# Supplied material
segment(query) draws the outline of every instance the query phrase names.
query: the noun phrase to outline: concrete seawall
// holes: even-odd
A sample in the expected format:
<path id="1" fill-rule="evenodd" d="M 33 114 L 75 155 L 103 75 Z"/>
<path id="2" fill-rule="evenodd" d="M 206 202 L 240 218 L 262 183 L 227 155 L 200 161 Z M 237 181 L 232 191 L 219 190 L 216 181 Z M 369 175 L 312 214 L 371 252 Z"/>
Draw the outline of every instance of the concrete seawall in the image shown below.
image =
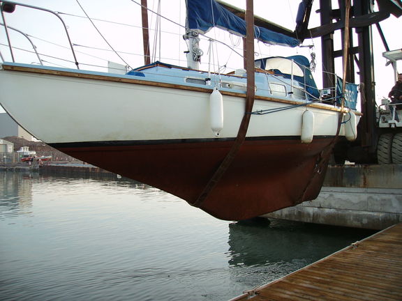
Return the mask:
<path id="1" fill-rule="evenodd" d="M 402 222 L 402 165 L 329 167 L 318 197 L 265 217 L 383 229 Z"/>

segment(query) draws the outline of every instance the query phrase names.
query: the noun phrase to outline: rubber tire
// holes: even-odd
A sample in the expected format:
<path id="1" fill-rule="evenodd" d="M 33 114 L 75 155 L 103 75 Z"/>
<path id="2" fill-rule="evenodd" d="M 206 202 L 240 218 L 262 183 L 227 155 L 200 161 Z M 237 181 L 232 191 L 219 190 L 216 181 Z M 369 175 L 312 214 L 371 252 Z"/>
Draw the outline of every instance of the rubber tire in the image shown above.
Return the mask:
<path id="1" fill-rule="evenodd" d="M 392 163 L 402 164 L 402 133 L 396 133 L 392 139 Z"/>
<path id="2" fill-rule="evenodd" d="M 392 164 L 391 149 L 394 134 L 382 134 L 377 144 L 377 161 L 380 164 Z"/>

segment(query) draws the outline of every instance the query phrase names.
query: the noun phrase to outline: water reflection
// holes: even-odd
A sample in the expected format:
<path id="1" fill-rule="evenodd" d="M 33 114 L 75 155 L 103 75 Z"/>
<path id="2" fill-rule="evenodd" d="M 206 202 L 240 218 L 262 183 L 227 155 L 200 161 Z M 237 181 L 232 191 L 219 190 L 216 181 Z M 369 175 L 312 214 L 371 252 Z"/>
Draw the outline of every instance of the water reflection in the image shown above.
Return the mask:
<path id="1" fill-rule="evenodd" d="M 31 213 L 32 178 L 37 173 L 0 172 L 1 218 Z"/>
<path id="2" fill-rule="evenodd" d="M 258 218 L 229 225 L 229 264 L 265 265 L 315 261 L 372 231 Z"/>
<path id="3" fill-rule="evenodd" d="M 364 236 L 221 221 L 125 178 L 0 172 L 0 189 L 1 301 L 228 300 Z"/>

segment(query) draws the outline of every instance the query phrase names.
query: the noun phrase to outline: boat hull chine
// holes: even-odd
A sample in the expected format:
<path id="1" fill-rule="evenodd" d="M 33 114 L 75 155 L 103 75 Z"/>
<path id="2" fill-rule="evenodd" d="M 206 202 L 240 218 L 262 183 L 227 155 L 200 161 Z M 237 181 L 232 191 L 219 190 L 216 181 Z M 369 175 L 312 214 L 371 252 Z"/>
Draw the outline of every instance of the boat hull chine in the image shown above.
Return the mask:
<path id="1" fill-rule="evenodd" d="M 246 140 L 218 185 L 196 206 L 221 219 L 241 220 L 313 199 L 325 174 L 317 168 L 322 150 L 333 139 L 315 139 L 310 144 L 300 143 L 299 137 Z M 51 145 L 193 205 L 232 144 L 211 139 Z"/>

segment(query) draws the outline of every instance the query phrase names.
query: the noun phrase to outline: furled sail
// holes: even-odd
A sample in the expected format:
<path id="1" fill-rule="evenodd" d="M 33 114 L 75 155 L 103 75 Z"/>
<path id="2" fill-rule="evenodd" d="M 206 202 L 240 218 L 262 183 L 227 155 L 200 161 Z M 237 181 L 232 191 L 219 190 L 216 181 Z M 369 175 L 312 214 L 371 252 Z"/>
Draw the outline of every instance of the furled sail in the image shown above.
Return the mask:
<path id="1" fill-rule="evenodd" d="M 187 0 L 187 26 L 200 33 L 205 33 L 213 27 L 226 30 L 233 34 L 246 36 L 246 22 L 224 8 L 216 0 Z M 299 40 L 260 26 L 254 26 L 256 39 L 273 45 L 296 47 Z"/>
==
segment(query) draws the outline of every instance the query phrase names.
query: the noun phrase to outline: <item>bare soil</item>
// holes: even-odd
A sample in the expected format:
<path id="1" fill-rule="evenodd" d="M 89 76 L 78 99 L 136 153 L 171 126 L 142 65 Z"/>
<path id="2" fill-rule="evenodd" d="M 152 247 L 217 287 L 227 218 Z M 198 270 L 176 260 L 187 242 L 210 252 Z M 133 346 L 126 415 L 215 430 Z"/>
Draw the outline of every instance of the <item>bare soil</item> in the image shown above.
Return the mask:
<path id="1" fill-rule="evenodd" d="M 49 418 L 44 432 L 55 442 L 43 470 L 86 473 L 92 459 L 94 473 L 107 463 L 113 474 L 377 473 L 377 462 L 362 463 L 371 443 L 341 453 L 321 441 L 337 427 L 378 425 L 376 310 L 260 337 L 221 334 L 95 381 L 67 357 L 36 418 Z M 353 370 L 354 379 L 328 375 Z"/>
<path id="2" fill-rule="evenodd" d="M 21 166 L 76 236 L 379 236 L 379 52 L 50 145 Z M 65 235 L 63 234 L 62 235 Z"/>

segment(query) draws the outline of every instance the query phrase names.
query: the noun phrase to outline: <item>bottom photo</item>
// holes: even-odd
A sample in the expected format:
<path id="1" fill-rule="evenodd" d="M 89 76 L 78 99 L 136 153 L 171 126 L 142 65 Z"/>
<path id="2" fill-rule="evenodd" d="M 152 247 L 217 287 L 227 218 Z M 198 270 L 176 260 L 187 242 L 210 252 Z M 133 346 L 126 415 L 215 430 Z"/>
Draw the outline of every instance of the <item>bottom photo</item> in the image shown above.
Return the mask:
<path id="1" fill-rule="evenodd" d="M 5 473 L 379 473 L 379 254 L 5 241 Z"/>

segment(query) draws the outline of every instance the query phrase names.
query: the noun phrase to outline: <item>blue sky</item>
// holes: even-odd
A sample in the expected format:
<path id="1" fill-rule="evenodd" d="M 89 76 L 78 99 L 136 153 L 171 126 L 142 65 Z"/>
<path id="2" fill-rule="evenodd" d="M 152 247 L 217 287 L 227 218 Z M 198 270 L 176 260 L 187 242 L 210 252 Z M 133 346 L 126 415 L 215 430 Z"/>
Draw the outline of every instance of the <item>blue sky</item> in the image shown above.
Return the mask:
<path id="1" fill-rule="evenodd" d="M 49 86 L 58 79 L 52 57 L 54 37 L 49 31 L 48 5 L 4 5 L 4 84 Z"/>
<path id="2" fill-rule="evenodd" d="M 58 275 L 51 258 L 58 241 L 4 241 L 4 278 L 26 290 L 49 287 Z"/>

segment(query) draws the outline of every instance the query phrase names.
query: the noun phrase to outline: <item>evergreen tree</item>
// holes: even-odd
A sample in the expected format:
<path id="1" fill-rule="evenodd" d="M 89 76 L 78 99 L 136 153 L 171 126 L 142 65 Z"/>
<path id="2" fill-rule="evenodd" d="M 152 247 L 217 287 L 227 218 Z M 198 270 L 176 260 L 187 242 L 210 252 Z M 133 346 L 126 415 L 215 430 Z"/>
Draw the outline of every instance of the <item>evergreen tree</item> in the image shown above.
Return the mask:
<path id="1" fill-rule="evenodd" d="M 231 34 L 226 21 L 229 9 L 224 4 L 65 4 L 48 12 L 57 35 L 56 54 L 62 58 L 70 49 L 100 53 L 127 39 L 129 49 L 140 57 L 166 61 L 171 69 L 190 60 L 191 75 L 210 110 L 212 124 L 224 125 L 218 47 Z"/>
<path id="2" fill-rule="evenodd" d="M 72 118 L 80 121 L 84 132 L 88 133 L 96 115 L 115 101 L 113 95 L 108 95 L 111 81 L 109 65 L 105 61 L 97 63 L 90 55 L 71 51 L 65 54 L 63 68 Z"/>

# What needs to be done
Return every line above that contains the word "seawall".

# Expected output
query: the noun phrase to outline: concrete seawall
Draw the outline of every instance of the concrete seawall in the image shown below.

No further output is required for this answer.